Retype the entries below word for word, leaving out the pictures.

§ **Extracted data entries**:

━━━━━━

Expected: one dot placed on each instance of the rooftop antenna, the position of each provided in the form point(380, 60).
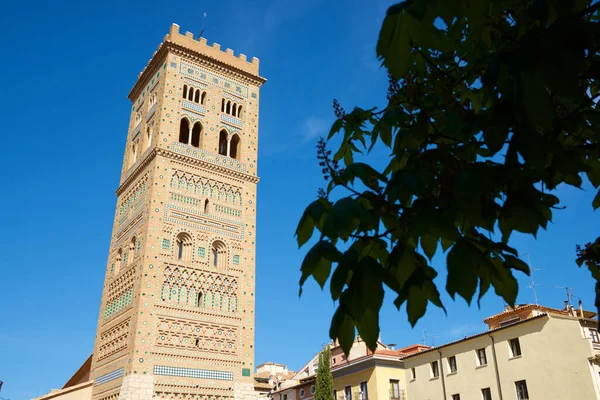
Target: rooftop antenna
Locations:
point(201, 30)
point(433, 337)
point(533, 284)
point(569, 294)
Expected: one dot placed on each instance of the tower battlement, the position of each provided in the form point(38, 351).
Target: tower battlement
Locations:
point(201, 46)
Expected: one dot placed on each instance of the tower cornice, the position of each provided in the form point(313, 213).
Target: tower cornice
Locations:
point(187, 159)
point(204, 59)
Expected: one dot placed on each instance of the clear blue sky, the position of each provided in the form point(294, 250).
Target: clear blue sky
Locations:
point(65, 73)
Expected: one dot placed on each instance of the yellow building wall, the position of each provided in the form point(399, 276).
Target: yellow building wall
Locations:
point(554, 363)
point(378, 381)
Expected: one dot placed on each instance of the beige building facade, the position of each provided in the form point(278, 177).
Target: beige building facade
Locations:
point(177, 310)
point(532, 352)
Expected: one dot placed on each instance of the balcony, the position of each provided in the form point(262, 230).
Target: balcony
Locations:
point(231, 120)
point(200, 109)
point(397, 395)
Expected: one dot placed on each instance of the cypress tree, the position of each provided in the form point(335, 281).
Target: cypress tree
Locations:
point(324, 384)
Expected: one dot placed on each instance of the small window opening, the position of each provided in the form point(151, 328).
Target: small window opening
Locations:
point(223, 143)
point(234, 147)
point(196, 133)
point(184, 131)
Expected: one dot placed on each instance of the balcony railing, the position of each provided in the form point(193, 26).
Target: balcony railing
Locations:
point(397, 395)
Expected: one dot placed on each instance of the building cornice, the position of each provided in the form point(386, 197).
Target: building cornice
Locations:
point(157, 151)
point(160, 55)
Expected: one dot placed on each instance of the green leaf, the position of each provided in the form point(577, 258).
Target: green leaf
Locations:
point(345, 217)
point(393, 46)
point(494, 137)
point(342, 329)
point(368, 327)
point(596, 202)
point(335, 128)
point(463, 264)
point(317, 262)
point(364, 172)
point(416, 304)
point(429, 245)
point(536, 99)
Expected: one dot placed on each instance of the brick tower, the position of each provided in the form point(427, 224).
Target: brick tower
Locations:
point(177, 311)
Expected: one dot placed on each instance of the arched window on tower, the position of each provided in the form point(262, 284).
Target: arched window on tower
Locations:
point(118, 260)
point(219, 253)
point(148, 137)
point(133, 153)
point(223, 142)
point(234, 147)
point(183, 246)
point(196, 134)
point(184, 131)
point(132, 245)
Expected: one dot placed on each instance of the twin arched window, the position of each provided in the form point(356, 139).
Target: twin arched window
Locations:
point(231, 108)
point(183, 246)
point(219, 254)
point(229, 147)
point(190, 134)
point(195, 95)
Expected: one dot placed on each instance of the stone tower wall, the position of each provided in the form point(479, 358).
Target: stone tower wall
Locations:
point(177, 310)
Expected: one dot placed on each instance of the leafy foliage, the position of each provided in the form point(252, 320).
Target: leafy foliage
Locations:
point(324, 384)
point(491, 105)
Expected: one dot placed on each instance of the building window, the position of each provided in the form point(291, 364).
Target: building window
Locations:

━━━━━━

§ **Task result**:
Expected: one dot placed on each instance of the rooftop antenna, the position of each provided in the form point(380, 60).
Target: rooftop antenna
Locations:
point(201, 30)
point(433, 337)
point(533, 284)
point(569, 294)
Expected: one dot placed on each instance of the tower battlement, the position of each provided in the form point(38, 351).
Target: tower battlement
Locations:
point(201, 46)
Expected: one dot placed on each instance of the tower cornice, the position of each provided in the form point(313, 213).
Target: tower cornice
Locations:
point(187, 159)
point(204, 59)
Expected: one dot placed on each instance of the clear blue sky, the position of each provided in the form point(294, 250).
Target: clear blue sky
Locations:
point(65, 73)
Expected: one dot placed on each instance of the yellow building wall, the position of each provided in the form point(399, 276).
Target: yellow building wall
Locations:
point(554, 363)
point(378, 381)
Expected: one dot placed on each instance of the beige building facade, the position of each provided in the form point(278, 177).
Target: beige building facade
Locations:
point(177, 310)
point(532, 352)
Expected: one dot placed on each instance of the balcony, the position of each provided in the form point(262, 230).
Target: balcony
Locations:
point(231, 120)
point(200, 109)
point(397, 395)
Expected: one dot placed on each instance of the cypress tree, the position of each provided in the form point(335, 281).
Target: cypress tree
Locations:
point(324, 384)
Expected: one dot placed on each instance of the small window opening, the position of each provided in the form point(151, 328).
Target: small window opening
Locations:
point(223, 143)
point(234, 147)
point(196, 133)
point(184, 131)
Expected: one dot placed on each instance of the balcony railing, the position of each provided in the form point(193, 26).
Target: balcony railing
Locations:
point(397, 395)
Expected: one dot placed on each instance of the building cornice, the position of each provided in the form point(386, 197).
Target: building cornice
Locations:
point(157, 151)
point(160, 55)
Expected: one dot placed on each instance of the green leaf, the position of each provided in the form point(577, 258).
Target: green leaf
Locations:
point(345, 217)
point(393, 46)
point(494, 137)
point(342, 329)
point(368, 327)
point(596, 202)
point(335, 128)
point(463, 264)
point(317, 262)
point(364, 172)
point(416, 304)
point(429, 245)
point(536, 99)
Expected: one dot placed on each instance of the brick tower, the position of each provided in the form point(427, 224).
Target: brick tower
Locations:
point(177, 311)
Expected: one dot placed on each instance of the arched window on tower, the position of each provided in the form point(262, 284).
Target: arched window on tower
Locations:
point(118, 260)
point(219, 253)
point(148, 137)
point(133, 153)
point(223, 142)
point(234, 147)
point(183, 246)
point(196, 134)
point(184, 131)
point(132, 245)
Expected: one dot placed on each instance of the twin arched window, the position of each provided in the form point(356, 139).
Target: twin arched window
Locations:
point(231, 108)
point(183, 246)
point(219, 254)
point(229, 147)
point(190, 134)
point(195, 95)
Expected: one dot placed on each instance of the stone tower wall, the position of each provided in the form point(479, 358).
Target: stone tower wall
Locations:
point(177, 310)
Expected: one dot placed on each instance of the leafy foliage, the position of each provided in the form point(252, 320).
Target: leafy foliage
Locations:
point(324, 384)
point(491, 105)
Expected: one dot placed on each instance of the building window, the position of each provided in the form point(291, 364).
Target: building window
Locations:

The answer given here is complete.